*Your task*.
Copy every line of the records below without any changes.

[Dataset items]
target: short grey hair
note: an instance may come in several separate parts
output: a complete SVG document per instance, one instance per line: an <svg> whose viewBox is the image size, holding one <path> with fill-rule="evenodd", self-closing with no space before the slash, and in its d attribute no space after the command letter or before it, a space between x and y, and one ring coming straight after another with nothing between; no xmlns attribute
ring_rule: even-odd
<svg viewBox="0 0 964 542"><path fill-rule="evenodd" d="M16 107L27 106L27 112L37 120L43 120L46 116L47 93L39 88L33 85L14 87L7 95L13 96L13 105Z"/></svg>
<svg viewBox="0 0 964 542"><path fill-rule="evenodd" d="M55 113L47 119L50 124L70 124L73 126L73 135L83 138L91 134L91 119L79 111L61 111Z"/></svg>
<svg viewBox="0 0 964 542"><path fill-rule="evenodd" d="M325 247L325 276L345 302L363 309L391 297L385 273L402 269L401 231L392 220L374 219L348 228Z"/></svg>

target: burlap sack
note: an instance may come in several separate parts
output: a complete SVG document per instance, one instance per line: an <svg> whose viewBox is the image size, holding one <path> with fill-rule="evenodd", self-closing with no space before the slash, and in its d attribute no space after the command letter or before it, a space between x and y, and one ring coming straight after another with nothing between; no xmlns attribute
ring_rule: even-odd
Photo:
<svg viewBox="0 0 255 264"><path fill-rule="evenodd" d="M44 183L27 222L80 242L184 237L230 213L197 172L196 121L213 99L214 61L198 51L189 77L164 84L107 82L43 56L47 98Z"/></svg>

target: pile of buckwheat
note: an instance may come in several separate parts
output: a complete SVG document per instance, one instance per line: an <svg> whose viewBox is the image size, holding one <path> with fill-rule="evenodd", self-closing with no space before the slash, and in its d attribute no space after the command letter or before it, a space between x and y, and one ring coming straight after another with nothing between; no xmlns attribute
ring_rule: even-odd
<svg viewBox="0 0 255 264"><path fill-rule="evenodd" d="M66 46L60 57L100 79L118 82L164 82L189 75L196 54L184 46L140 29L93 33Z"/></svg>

*The completed task*.
target: short grey hair
note: an instance may come in several separate parts
output: a complete SVG document per instance, one instance per line: an <svg> whose viewBox is the image size, holding one <path> with fill-rule="evenodd", self-closing with no space before the slash, and in its d attribute no space after the command letter or before it, a space between x and y, and one ring coming straight after another with nothing between; no xmlns attribute
ring_rule: even-odd
<svg viewBox="0 0 964 542"><path fill-rule="evenodd" d="M16 107L27 106L27 112L37 120L43 120L46 116L47 93L39 88L33 85L14 87L7 95L13 96L13 105Z"/></svg>
<svg viewBox="0 0 964 542"><path fill-rule="evenodd" d="M55 113L47 119L50 124L70 124L73 126L73 135L83 138L91 134L91 119L79 111L61 111Z"/></svg>
<svg viewBox="0 0 964 542"><path fill-rule="evenodd" d="M325 247L325 276L345 302L363 309L391 297L385 273L402 269L401 231L392 220L374 219L348 228Z"/></svg>

target: burlap sack
note: an instance may come in several separate parts
output: a complete SVG document per instance, one instance per line: an <svg> whose viewBox is the image size, holding one <path> with fill-rule="evenodd", self-closing with no space before the slash, and in its d attribute no space after the command letter or before it, a space between x and y, and one ring coming straight after another with nothing between; no xmlns attribute
ring_rule: even-odd
Photo:
<svg viewBox="0 0 255 264"><path fill-rule="evenodd" d="M44 183L27 222L80 242L184 237L230 213L197 172L196 121L213 99L214 61L198 51L189 77L164 84L107 82L43 56L47 98Z"/></svg>

target: pile of buckwheat
note: an instance may come in several separate parts
output: a complete SVG document per instance, one instance per line: an <svg> whose viewBox is the image size, holding one <path> with fill-rule="evenodd", self-closing with no space before the slash, and in its d attribute no space after the command letter or before it, a space between x and y, and one ring coming straight after another with nothing between; no xmlns attribute
ring_rule: even-odd
<svg viewBox="0 0 255 264"><path fill-rule="evenodd" d="M66 46L60 57L100 79L118 82L164 82L189 75L196 54L184 46L140 29L93 33Z"/></svg>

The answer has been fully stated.